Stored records

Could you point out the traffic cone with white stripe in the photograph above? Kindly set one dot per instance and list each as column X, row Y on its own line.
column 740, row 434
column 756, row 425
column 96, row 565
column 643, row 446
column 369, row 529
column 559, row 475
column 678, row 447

_Task to carry out:_ Copy all of the records above line for line, changing nothing.

_Complete output:_
Could you point out the traffic cone with white stripe in the photograph above? Kindly set one dot per instance and list each as column X, row Y on its own line.
column 740, row 434
column 756, row 425
column 96, row 565
column 643, row 446
column 369, row 529
column 559, row 475
column 678, row 447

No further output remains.